# BRANO DA LEGGERE:

_ _ _ _ _ _ _

Cresce sempre di più l’interesse verso le interfacce cervello-computer (brain-computer interfaces, BCI), dispositivi potenzialmente rivoluzionari in ambito terapeutico e riabilitativo. Conosciamo tutti Neuralink, l’azienda statunitense di neurotecnologie più famosa e più chiacchierata insieme al suo fondatore, Elon Musk. Un’altra azienda famosa nel campo delle neurotecnologie e neuroprotesi è Kernel, fondata da Bryan Johnson nel 2016.
Oltre ad aziende private che si occupano di sviluppare nuove tecnologie e nuovi protocolli per migliorare le BCI, tante università investono fondi per fare ricerca sull’argomento. Una tra queste è l’Università di Stanford, dove un team di ricerca ha lavorato per anni a una tecnologia che potrebbe portare i pazienti affetti da paralisi a riprendere il controllo dei propri arti. La particolarità di questa nuova tecnologia è che consentirebbe ai pazienti di controllare le protesi usando il pensiero.
Le interfacce cervello-computer sono dispositivi impiantabili sulla superficie del cervello del paziente richiedente. Questo impianto collega il sistema nervoso umano a un dispositivo elettronico in grado di aiutare a ripristinare il controllo motorio in una persona con una lesione del midollo spinale oppure in un paziente con una condizione neurologica come la sclerosi laterale amiotrofica (SLA).
L’attuale generazione di questi dispositivi registra enormi quantità di attività neurale. Questi segnali cerebrali vengono poi trasmessi attraverso dei cavi a un computer. Uno degli obiettivi del settore, però, è rendere questi dispositivi comodi e utilizzabili senza l’intralcio di cavi o macchinari ingombranti. Ecco perché una delle sfide più grandi è avere delle BCI wireless, senza fili. Il problema è che l’energia per trasmettere i dati dal cervello al computer è così elevata che i dispositivi wireless genererebbero troppo calore, diventando poco sicuri per i pazienti.
Il team guidato dagli ingegneri elettrici e neuroscienziati Krishna Shenoy e Boris Murmann e dal neurochirurgo e neuroscienziato Jaimie Henderson, ha dimostrato la possibilità di creare un dispositivo wireless in grado di registrare e trasmettere segnali neurali accurati utilizzando un decimo della potenza richiesta dagli attuali sistemi cablati. Lo studente laureato Nir Even-Chen e il borsista post-dottorato Dante Muratore hanno descritto l’approccio del team in un articolo su Nature Biomedical Engineering. Puoi trovare il link al paper nella sezione “CuE Fact Checking” alla fine dell’articolo.

_ _ _ _ _ _ _

# ESTRATTI DI DATI:
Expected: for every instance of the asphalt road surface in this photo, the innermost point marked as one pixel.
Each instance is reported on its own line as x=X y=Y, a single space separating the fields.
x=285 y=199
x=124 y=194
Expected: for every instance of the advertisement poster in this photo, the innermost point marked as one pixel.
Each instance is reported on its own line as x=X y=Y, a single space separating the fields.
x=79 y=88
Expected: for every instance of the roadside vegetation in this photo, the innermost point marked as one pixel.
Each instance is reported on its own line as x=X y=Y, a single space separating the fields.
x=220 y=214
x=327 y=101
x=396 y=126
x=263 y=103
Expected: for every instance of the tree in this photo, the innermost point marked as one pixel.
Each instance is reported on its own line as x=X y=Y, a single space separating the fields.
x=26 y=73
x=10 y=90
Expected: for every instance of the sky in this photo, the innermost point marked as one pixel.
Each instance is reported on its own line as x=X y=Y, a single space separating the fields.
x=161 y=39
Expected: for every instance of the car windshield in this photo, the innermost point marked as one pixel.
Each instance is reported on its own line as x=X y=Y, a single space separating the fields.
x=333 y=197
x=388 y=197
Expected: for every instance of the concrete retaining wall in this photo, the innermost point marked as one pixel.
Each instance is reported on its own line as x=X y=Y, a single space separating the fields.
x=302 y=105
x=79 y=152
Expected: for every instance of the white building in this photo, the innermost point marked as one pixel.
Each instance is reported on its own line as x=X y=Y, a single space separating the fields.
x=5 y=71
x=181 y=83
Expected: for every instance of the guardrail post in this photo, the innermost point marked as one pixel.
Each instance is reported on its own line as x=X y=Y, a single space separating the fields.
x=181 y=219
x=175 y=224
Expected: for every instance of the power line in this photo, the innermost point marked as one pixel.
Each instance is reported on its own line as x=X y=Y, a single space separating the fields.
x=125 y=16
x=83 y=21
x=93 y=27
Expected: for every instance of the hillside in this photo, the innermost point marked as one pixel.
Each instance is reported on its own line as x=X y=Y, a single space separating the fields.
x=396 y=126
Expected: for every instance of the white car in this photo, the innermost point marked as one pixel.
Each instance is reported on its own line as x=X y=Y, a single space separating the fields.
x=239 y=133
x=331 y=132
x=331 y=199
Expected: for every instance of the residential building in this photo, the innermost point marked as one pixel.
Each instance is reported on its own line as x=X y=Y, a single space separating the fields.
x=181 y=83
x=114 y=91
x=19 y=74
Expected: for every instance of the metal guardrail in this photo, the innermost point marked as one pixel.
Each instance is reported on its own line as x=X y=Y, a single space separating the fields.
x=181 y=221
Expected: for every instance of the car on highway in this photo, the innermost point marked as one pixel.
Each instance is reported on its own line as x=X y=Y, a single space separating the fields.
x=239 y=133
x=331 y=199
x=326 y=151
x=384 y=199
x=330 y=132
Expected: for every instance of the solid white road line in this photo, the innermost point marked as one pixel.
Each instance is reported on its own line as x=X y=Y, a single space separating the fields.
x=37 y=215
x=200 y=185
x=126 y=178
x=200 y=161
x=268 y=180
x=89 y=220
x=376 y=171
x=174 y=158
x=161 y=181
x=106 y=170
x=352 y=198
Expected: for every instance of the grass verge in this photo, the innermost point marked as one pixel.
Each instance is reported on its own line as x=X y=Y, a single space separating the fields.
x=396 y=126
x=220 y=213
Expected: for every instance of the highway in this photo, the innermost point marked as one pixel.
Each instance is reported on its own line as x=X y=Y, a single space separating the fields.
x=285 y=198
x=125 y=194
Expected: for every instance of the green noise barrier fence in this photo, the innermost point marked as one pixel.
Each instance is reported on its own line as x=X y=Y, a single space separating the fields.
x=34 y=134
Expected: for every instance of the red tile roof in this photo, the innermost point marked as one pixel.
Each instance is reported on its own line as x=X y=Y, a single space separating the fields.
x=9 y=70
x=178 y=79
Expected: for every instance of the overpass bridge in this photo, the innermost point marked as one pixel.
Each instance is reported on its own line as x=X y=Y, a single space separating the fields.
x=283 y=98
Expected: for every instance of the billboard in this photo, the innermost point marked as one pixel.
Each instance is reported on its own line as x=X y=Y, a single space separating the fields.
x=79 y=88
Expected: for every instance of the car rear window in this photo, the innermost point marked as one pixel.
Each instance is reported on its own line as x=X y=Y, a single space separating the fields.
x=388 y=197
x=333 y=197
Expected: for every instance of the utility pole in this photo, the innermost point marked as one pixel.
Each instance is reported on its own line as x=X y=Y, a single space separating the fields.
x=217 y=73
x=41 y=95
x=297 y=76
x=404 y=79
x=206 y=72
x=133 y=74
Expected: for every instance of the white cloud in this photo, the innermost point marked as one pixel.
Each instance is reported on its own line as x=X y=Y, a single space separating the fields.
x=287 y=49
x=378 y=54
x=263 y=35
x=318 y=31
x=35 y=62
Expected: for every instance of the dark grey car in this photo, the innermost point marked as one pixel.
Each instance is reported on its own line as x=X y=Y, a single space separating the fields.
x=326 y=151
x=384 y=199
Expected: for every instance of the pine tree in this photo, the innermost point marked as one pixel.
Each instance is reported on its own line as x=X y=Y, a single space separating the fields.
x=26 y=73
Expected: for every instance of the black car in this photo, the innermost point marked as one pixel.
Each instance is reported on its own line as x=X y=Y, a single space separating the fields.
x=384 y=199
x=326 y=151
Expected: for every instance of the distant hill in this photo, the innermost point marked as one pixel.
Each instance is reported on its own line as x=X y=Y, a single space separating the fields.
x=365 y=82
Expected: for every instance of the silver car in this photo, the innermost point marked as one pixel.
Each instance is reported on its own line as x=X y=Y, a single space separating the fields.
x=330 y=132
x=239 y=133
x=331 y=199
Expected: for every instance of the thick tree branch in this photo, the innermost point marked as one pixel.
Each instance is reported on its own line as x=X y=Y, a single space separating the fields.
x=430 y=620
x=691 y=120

_ _ _ _ _ _ _

# COMPITI DA SVOLGERE:
1 - Riporti fedelmente il passo del testo sulle interfacce cervello-computer che inizia con "L’attuale generazione di" e termina con "per i pazienti.".
2 - Elenchi tutte le persone citate per nome nel testo sulle interfacce cervello-computer.
3 - Riprenda il testo sulle interfacce cervello-computer dal punto in cui si interrompe e ne scriva il seguito.

# LE SUE RISPOSTE:
1 -
L’attuale generazione di questi dispositivi registra enormi quantità di attività neurale. Questi segnali cerebrali vengono poi trasmessi attraverso dei cavi a un computer. Uno degli obiettivi del settore, però, è rendere questi dispositivi comodi e utilizzabili senza l’intralcio di cavi o macchinari ingombranti. Ecco perché una delle sfide più grandi è avere delle BCI wireless, senza fili. Il problema è che l’energia per trasmettere i dati dal cervello al computer è così elevata che i dispositivi wireless genererebbero troppo calore, diventando poco sicuri per i pazienti.

2 - Elon Musk, Bryan Johnson, Krishna Shenoy, Boris Murmann, Jaimie Henderson, Nir Even-Chen, Dante Muratore

3 -
L’approccio è stato, come nelle migliori collaborazioni, un lavoro di squadra interdisciplinare. I neuroscienziati del team hanno identificato i segnali neurali specifici necessari per controllare un dispositivo protesico, come un braccio robotico o un cursore del computer. Gli ingegneri elettrici hanno poi progettato i circuiti che consentirebbero alle interfacce cervello-computer wireless di elaborare e trasmettere i segnali accuratamente identificati e isolati, utilizzando meno energia e rendendo così sicuro l’impianto del dispositivo sulla superficie del cervello.
Per fare dei test, i ricercatori di Stanford hanno raccolto dati neuronali da tre primati non umani (macachi rhesus) e da un essere umano, partecipante allo studio clinico del progetto BrainGate che si occupa di sviluppare e testare dispositivi medici per ripristinare la comunicazione, la mobilità e l’indipendenza di persone affette da malattie neurologiche, paralisi o perdita degli arti. I ricercatori hanno effettuato le misurazioni sui soggetti mentre questi eseguivano compiti che coinvolgevano il movimento, come posizionare un cursore sullo schermo di un computer. I risultati hanno convalidato la loro ipotesi: un dispositivo wireless è in grado di controllare con precisione il movimento di un individuo registrando un sottoinsieme di segnali cerebrali specifici per l’azione, anziché raccogliere segnali cerebrali in blocco come avviene nei dispositivi cablati.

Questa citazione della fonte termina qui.